Requirement = Print every line of the listing exactly, please.

Records provided =
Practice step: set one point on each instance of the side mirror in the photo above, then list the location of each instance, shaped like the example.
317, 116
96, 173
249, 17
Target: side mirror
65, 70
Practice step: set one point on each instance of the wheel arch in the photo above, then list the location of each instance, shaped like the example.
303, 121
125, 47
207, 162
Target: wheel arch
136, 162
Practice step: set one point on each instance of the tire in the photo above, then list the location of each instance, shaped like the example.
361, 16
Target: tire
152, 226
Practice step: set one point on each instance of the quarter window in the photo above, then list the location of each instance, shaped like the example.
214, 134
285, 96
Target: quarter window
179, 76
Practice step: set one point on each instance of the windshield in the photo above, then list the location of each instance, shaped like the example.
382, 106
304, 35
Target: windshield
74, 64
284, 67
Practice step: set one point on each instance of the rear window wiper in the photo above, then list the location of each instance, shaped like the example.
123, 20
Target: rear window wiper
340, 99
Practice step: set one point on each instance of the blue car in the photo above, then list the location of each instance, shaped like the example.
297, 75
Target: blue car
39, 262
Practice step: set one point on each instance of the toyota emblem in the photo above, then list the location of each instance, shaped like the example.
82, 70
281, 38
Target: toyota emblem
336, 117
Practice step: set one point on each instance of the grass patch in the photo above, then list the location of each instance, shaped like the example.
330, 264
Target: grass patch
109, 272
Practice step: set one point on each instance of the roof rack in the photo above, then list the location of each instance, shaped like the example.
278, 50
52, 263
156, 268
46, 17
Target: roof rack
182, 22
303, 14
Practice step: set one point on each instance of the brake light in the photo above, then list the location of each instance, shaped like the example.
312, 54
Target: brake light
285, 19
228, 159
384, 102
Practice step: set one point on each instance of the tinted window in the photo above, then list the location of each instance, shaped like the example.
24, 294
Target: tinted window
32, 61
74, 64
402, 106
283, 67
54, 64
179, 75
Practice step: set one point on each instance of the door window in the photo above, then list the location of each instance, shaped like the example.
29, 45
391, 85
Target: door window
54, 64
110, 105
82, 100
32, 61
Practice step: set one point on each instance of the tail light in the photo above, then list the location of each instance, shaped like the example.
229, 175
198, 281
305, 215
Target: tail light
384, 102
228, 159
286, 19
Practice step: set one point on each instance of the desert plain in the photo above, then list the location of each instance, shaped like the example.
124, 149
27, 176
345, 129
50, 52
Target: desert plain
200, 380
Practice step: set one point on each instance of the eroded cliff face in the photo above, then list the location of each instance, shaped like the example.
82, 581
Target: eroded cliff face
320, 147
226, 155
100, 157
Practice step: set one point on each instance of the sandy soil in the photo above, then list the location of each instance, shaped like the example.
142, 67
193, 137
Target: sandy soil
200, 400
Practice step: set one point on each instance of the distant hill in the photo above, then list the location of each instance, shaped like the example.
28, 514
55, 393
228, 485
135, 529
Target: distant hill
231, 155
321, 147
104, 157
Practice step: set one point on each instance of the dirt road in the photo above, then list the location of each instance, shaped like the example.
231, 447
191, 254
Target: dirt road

Result of the task =
Practice step: set one point on each instance of the side mirror in the photo above, then list the location of each instance, shaped like the example.
317, 116
96, 173
249, 17
Target: side mirror
65, 70
Practice step: set one point on each instance of the wheel arch in the photo above, then list the location of each instance, shaped like the example.
303, 121
125, 47
207, 162
Target: wheel arch
136, 162
Practice step: set one point on each instance of the tire in the photo above, then list the location of each instance, shaped like the example.
361, 16
Target: tire
152, 226
Practice step: set one point on each instance of the quarter window in the photo above, then list the location of each instance, shaped like the example.
214, 134
285, 96
Target: quarter window
179, 76
Practice step: set one point on each instance of the windshield in the photo above, then list the location of each instance, shaped like the example.
382, 106
304, 35
Target: windshield
74, 64
284, 67
Practice step: set one point on each instance of the rear window wiper in the photo above, then list the location of each instance, shaped like the example.
123, 20
Target: rear window wiper
340, 99
Practice step: set one point on each instance of the blue car in the photo above, then list the location of each instance, shaped like the example.
297, 75
Target: blue car
39, 262
Practice step: set one point on each instance of the toyota emblem in the photo above, then list the location of each instance, shaped like the example.
82, 70
281, 38
Target: toyota emblem
336, 117
Practice step: set one point on each instance of the grass patch in the photo above, then list the location of each instance, shaped like the example.
330, 264
Target: grass patch
109, 272
Practice step: set one point on each instance of the roof rack in the photo above, then list the location of each instance, shaped like the example.
278, 50
52, 263
156, 268
46, 17
Target: roof rack
182, 22
303, 14
Practice step: set one point on each instance of the brake light in the photo above, then list the location of each instance, shaped like the example.
312, 54
Target: brake light
285, 19
228, 159
384, 102
Practice step: set one point on each instance of the tinted window in the photo above, then list the location of each instance, shaped like the example.
24, 294
Target: tinted window
32, 61
74, 64
402, 106
283, 67
54, 64
179, 75
Practice step: set one point on each instance of the door window in the photo above, then list the location of each instance, shaped like the example.
29, 45
391, 85
Target: door window
54, 64
110, 105
82, 100
32, 61
Practice step: set one point on each instance of the tail light in the photo above, then list the location of each instance, shaped like the example.
229, 175
198, 281
305, 215
Target: tail light
384, 102
228, 159
286, 19
Practice step: set one point on each instance of the desert plain in the photo above, then list the location of each instance, shaped like the example.
124, 149
27, 176
345, 129
50, 52
Target: desert plain
200, 380
Practice step: set one point on each instance of the eroded cliff face in the photo above, then list the location of each instance, shaped like the example.
82, 581
Target: eroded cliff face
320, 147
226, 155
100, 157
Practice step: set one point on each instance of the sandy soil in the photo above, then list the location of each instance, shaped like the example.
142, 67
193, 137
Target: sandy soil
200, 400
Practice step: set one point on each instance of the distant hill in the photo above, then list the location of each instance, shaped like the example.
28, 514
55, 393
228, 485
135, 529
Target: distant hill
231, 155
321, 147
104, 157
Practice step: set one point on each instance of the dirt road in the photo above, then list the location of each instance, shaped like the example.
231, 447
191, 254
Target: dirt road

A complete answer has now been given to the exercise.